> **Problem statement**
Without skipping anything, write out each record below exactly.
***** Material provided
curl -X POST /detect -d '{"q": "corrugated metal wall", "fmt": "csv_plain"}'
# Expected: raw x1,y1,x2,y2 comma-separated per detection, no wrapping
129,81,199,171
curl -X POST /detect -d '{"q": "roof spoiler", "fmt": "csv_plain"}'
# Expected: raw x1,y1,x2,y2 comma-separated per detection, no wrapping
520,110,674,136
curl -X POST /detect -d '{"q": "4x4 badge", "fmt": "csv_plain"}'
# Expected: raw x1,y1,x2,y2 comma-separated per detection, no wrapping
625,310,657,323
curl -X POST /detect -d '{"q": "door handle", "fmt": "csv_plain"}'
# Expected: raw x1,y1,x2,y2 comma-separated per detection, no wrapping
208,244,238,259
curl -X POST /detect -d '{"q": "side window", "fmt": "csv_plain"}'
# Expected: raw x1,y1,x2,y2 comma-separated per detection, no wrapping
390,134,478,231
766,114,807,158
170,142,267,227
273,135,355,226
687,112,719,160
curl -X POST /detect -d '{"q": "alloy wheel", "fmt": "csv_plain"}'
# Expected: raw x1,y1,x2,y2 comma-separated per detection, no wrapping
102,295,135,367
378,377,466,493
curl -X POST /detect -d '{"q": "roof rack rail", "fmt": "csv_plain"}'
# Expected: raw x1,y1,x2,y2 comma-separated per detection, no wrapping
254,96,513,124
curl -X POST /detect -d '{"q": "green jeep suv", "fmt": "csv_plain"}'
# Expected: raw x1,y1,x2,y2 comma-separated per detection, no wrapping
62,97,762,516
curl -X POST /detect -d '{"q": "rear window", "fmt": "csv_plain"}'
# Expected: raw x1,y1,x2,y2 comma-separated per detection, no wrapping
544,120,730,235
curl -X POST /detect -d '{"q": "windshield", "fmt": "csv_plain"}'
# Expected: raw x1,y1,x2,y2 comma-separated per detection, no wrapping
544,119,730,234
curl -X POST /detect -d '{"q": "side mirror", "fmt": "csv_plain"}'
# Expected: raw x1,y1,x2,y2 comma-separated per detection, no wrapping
**********
> **Response to this exercise**
curl -X POST /detect -d '{"q": "corrugated metal wall", "fmt": "csv_plain"}'
# Expected: raw x1,y1,x2,y2 comma-separated per detection, no wrapping
129,81,199,171
curl -X POST /detect -d '{"q": "roof spoiler", "fmt": "csv_plain"}'
# Expected: raw x1,y1,x2,y2 comma-separated per detection, no wrapping
520,110,674,136
curl -X POST /detect -d '{"q": "4x4 badge", "fmt": "csv_plain"}'
# Expected: raw x1,y1,x2,y2 comma-separated per detection, no wrapping
625,310,657,323
curl -X POST /detect -d '{"q": "door handle", "fmt": "csv_plain"}'
# Expected: raw x1,y1,x2,y2 comma-separated per detection, no wrapping
208,244,238,259
curl -X POST /detect -d '{"q": "side window", "fmt": "csv_plain"}'
# Expected: raw x1,y1,x2,y2 comma-separated per detection, no wrapping
390,134,478,231
766,114,807,158
170,142,267,227
273,135,355,226
687,112,719,160
curl -X POST /detect -d '{"q": "alloy wheel", "fmt": "csv_plain"}'
# Expected: raw x1,y1,x2,y2 comma-separated per detection, no wrapping
102,295,135,367
378,377,466,493
curl -X POST /detect -d '{"q": "roof rack rail", "fmt": "csv_plain"}'
# Expected: raw x1,y1,x2,y2 comma-separated per detection, no wrapping
254,96,513,124
curl -X POST /detect -d '{"q": "green jeep suv", "fmt": "csv_plain"}'
# Expected: raw x1,y1,x2,y2 comma-separated per detection, no wrapping
62,97,762,516
curl -X POST /detect -d '{"q": "rear window", "fmt": "csv_plain"}'
# Expected: raw x1,y1,x2,y2 comma-separated per detection, no wrapping
544,120,730,235
curl -X POST /detect -d '{"q": "windshield", "fmt": "csv_plain"}'
# Expected: raw x1,y1,x2,y2 comma-separated per detection, no wrapping
544,119,730,234
curl -X POST /detect -d '{"q": "side mirror", "fmt": "csv_plain"}'
# Expected: raw x1,y1,x2,y2 comma-separated per detection, no wrapping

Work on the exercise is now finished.